» **WORK REQUEST**
Copy out the rows from the line containing "116L195 113L174 111L173" through the line containing "negative clicks: (234, 179) (229, 182)", character for character.

» **TASK INPUTS**
[Start of section]

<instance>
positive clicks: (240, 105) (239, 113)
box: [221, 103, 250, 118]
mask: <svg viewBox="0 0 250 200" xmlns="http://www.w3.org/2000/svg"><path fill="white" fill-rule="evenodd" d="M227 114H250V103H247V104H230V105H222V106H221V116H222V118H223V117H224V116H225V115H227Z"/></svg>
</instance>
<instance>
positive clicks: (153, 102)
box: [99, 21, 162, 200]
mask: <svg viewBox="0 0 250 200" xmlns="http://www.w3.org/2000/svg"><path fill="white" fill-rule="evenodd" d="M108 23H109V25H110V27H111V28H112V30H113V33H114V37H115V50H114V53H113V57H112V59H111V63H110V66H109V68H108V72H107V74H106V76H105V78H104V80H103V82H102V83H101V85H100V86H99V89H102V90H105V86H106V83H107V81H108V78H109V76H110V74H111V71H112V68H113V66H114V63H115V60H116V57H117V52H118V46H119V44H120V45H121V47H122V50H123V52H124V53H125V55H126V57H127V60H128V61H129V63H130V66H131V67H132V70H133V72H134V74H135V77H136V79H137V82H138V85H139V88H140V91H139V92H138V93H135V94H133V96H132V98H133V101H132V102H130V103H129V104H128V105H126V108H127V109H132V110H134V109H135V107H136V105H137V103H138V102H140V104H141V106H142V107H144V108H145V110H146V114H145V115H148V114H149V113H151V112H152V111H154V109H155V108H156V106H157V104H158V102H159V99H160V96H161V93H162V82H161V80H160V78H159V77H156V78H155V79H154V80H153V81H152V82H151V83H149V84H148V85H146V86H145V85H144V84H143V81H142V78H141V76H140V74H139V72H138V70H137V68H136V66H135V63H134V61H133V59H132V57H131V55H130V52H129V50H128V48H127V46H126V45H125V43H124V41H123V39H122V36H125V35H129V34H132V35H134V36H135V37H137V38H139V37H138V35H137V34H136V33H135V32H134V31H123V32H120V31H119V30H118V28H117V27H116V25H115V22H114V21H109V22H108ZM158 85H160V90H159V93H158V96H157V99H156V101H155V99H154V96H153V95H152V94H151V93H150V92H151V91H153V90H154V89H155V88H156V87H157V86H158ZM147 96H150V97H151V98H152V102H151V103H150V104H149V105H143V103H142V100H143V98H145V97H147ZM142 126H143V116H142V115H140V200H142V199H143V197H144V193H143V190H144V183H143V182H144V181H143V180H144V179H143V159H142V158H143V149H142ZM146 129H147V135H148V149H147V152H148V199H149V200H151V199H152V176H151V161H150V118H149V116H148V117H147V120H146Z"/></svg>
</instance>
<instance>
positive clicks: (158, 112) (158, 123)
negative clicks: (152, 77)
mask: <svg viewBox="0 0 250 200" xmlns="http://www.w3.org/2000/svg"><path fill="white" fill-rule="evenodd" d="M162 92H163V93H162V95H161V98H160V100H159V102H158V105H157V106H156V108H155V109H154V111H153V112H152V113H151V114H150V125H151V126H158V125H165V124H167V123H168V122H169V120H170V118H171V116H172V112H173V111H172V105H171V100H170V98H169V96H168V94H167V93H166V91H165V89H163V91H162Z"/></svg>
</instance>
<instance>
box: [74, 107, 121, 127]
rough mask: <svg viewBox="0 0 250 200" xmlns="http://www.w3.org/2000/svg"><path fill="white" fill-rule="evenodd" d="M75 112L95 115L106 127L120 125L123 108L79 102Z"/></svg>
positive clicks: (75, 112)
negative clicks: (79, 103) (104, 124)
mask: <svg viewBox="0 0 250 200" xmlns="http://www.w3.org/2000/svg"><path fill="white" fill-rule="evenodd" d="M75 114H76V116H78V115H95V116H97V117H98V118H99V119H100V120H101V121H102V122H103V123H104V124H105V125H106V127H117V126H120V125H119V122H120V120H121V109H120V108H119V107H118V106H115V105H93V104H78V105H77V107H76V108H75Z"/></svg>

[End of section]
[Start of section]

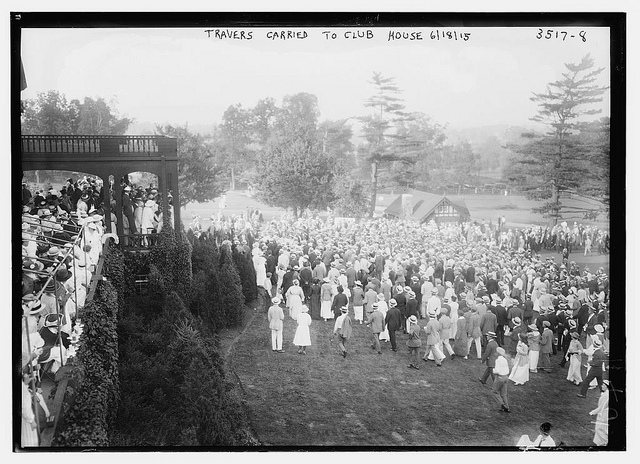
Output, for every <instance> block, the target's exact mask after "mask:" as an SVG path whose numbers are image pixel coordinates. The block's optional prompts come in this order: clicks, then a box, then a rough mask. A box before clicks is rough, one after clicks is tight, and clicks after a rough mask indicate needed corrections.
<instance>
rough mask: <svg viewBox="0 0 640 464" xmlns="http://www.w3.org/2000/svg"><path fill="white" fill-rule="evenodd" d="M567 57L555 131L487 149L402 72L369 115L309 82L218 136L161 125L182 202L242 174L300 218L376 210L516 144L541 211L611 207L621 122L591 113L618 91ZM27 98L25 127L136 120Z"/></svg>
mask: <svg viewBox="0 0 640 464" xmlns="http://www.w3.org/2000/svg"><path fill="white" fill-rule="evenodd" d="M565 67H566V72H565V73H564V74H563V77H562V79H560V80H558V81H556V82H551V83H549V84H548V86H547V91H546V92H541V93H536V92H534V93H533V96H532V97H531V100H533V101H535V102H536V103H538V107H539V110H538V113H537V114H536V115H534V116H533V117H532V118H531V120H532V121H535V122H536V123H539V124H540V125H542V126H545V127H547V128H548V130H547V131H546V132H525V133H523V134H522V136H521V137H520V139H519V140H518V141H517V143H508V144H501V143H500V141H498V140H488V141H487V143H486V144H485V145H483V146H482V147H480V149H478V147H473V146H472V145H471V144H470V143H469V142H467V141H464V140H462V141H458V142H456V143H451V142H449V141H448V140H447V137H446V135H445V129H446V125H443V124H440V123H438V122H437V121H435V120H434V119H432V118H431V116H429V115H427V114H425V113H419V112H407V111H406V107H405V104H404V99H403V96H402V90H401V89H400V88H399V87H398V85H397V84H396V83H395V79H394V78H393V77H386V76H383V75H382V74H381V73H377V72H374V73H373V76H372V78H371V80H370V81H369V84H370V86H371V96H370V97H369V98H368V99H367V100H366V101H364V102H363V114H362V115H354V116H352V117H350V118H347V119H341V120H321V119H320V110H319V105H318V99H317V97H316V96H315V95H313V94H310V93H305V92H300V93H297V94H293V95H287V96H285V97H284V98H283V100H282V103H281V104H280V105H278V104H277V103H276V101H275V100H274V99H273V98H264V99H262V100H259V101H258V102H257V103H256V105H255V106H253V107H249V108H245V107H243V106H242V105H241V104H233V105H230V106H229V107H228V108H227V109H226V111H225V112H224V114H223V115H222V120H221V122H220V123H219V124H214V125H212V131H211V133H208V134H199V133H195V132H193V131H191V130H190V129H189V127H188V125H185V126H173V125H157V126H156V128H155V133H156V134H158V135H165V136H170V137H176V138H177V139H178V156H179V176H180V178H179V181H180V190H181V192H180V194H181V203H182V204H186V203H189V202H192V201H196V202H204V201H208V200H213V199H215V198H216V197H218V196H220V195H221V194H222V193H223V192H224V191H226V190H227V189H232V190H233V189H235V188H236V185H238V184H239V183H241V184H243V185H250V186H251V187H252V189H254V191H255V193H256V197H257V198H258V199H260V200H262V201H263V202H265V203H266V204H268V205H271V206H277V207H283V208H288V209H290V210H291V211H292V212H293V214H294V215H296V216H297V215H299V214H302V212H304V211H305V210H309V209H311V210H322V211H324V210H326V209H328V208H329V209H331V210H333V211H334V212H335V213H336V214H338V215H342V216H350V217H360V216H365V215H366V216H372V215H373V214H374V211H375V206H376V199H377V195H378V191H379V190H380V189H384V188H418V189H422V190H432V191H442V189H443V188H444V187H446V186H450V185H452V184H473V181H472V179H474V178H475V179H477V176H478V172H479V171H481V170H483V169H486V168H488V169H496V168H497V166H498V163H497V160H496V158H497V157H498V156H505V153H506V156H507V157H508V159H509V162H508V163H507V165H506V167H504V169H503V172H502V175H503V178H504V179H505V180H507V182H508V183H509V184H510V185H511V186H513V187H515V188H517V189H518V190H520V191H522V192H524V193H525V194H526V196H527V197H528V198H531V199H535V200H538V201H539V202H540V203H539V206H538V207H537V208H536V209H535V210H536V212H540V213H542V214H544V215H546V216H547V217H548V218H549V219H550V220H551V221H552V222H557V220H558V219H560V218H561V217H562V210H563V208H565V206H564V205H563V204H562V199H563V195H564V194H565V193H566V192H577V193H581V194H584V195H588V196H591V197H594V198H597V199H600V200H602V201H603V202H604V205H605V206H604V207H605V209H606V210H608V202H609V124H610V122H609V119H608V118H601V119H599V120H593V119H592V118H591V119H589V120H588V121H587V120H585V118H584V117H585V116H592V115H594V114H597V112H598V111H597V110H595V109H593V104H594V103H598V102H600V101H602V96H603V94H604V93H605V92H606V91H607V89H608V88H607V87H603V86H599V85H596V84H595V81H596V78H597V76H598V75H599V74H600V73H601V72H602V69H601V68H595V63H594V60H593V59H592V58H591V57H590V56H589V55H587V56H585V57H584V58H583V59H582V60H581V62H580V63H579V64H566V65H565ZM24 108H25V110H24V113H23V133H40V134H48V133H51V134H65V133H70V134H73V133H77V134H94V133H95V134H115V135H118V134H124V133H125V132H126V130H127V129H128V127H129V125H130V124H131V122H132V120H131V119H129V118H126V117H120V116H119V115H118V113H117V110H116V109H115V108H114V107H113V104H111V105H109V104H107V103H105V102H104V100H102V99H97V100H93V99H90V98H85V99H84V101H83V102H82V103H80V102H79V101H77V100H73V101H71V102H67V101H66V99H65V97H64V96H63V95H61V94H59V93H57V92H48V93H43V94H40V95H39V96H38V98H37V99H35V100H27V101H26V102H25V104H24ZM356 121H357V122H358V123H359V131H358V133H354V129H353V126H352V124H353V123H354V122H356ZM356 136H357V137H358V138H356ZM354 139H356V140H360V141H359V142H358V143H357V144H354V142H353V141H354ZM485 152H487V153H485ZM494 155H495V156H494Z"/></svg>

[End of section]
[Start of section]

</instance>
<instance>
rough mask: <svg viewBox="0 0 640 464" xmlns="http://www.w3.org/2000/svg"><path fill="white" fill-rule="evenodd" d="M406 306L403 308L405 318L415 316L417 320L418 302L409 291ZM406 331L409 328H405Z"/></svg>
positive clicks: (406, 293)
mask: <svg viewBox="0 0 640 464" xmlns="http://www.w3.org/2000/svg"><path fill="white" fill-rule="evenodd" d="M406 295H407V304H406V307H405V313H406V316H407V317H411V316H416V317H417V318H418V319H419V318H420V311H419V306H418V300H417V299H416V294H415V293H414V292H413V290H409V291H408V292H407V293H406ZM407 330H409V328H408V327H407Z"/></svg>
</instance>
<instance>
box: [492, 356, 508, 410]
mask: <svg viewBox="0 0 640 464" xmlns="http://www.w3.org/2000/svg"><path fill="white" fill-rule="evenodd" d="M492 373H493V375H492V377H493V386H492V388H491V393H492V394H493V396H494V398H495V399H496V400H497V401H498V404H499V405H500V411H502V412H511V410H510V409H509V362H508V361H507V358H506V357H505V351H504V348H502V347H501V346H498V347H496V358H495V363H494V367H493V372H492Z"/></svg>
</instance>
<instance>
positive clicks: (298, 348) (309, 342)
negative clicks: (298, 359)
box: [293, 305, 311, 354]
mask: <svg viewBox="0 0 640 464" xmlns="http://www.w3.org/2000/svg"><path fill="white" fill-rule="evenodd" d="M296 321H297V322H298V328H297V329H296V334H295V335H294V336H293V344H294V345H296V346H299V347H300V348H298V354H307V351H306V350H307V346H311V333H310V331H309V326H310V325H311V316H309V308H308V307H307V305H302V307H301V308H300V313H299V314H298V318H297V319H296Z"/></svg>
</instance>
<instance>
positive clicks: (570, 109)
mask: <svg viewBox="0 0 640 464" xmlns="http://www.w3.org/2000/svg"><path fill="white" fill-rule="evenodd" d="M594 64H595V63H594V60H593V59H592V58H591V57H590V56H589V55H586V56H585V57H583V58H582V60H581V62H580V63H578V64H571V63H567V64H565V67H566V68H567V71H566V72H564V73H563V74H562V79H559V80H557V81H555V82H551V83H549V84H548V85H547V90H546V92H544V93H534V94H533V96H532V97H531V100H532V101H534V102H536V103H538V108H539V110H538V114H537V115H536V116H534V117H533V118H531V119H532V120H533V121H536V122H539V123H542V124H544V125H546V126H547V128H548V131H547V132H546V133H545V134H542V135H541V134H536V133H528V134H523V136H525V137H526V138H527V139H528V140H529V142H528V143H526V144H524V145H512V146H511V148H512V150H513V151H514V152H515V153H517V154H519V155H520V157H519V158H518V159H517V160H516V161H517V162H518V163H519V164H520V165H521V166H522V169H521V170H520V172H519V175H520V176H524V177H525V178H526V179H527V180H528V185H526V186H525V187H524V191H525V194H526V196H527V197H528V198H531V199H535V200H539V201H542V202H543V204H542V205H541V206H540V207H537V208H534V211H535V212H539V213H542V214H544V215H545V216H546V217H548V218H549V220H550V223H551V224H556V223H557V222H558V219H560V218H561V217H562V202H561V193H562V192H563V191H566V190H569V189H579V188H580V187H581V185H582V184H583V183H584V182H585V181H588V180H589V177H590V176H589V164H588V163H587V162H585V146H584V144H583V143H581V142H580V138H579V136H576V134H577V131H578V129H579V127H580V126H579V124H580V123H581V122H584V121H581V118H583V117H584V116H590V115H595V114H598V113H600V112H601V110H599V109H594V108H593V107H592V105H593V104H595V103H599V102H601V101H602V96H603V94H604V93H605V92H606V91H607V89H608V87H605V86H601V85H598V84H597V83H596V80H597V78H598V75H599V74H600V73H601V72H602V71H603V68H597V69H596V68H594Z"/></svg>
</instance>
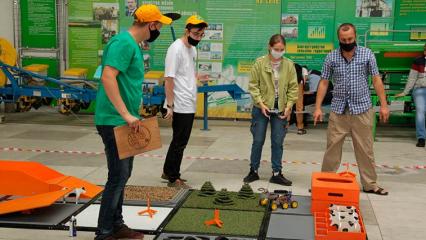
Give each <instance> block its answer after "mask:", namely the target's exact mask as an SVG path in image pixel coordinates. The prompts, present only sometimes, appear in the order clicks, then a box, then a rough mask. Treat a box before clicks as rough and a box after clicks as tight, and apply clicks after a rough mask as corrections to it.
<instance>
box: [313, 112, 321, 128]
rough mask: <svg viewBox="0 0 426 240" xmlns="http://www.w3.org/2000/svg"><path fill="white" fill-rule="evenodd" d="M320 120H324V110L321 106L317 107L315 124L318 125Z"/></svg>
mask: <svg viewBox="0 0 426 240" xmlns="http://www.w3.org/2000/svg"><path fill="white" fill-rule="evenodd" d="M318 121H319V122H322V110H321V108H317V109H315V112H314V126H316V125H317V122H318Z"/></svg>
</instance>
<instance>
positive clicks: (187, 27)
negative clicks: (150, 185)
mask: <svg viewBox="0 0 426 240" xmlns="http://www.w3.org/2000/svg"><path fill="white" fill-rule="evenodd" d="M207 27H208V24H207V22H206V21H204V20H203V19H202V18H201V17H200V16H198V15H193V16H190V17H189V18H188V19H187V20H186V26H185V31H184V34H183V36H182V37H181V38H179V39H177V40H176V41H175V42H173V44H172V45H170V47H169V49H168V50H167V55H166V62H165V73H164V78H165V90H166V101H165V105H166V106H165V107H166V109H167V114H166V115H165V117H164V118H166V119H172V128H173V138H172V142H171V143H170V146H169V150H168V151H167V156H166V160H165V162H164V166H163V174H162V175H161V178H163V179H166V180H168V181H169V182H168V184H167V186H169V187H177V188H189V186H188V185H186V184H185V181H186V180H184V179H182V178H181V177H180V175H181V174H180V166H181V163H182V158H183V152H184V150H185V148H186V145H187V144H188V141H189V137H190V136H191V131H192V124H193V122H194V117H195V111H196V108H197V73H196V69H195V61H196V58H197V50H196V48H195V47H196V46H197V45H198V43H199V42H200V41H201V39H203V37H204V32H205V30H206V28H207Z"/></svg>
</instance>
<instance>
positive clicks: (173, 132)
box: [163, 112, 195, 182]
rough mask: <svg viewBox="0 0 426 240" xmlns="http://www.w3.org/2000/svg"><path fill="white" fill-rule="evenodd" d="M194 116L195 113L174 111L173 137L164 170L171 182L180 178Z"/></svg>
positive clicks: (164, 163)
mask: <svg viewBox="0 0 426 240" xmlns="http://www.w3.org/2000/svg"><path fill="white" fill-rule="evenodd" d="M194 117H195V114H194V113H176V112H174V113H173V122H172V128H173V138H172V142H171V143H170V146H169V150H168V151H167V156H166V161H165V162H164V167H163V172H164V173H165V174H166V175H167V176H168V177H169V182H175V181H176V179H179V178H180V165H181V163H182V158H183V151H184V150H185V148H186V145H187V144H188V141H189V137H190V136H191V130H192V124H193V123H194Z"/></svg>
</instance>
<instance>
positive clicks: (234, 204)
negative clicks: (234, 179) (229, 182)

[End of section]

» **EXPECTED OUTPUT**
rough mask: <svg viewBox="0 0 426 240" xmlns="http://www.w3.org/2000/svg"><path fill="white" fill-rule="evenodd" d="M194 116L195 113L174 111L173 137L164 170L171 182L180 178Z"/></svg>
positive clicks: (164, 163)
mask: <svg viewBox="0 0 426 240" xmlns="http://www.w3.org/2000/svg"><path fill="white" fill-rule="evenodd" d="M194 117H195V114H194V113H176V112H174V113H173V122H172V128H173V138H172V142H171V143H170V146H169V150H168V151H167V156H166V161H165V162H164V167H163V172H164V173H165V174H166V175H167V176H168V177H169V182H175V181H176V179H179V178H180V165H181V163H182V158H183V151H184V150H185V148H186V145H187V144H188V141H189V137H190V136H191V130H192V124H193V123H194Z"/></svg>
</instance>
<instance>
positive clicks: (234, 204)
negative clicks: (234, 179) (229, 182)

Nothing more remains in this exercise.